Pull out every line of the entries below that contains the word "glove", and copy each one in full.

===== RECORDS TO USE =====

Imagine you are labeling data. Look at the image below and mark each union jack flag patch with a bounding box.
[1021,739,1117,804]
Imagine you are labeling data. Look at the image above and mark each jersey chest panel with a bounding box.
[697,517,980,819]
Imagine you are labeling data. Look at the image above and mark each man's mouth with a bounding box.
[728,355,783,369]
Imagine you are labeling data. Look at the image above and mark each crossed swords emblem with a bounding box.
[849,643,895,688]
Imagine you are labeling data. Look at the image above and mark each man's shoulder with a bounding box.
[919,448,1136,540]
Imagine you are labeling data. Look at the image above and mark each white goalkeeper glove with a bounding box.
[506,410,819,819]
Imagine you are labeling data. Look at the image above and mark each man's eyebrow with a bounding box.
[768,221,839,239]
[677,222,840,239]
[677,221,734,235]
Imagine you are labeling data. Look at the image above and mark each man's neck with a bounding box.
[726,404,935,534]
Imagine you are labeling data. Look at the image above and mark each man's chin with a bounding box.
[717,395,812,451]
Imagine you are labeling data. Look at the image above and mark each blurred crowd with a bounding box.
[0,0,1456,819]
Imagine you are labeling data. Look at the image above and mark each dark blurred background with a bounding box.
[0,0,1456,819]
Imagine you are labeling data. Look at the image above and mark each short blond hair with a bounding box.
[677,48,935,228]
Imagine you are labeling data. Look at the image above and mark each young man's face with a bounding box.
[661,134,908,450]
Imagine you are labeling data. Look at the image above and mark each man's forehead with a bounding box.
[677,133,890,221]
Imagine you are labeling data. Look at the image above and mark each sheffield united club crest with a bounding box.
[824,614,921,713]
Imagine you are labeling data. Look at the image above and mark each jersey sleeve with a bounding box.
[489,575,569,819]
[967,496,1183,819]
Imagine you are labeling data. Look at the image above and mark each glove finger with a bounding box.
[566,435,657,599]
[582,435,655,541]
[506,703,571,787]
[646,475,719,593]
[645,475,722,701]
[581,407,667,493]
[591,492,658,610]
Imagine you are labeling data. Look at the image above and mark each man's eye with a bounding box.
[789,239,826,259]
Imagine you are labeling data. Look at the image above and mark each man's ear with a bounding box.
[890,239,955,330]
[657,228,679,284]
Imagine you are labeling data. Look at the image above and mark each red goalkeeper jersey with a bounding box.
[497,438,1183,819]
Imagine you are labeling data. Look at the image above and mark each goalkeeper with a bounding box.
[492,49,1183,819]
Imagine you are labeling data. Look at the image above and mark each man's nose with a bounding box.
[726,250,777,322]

=====

ANSWER TO THE PROBLEM >>
Imagine you are labeling data. Look at the image above and mark each white goalkeeper glove with a bounding box.
Imagine you are labeling data. Look at the image above and mark each glove finger with a bounding box.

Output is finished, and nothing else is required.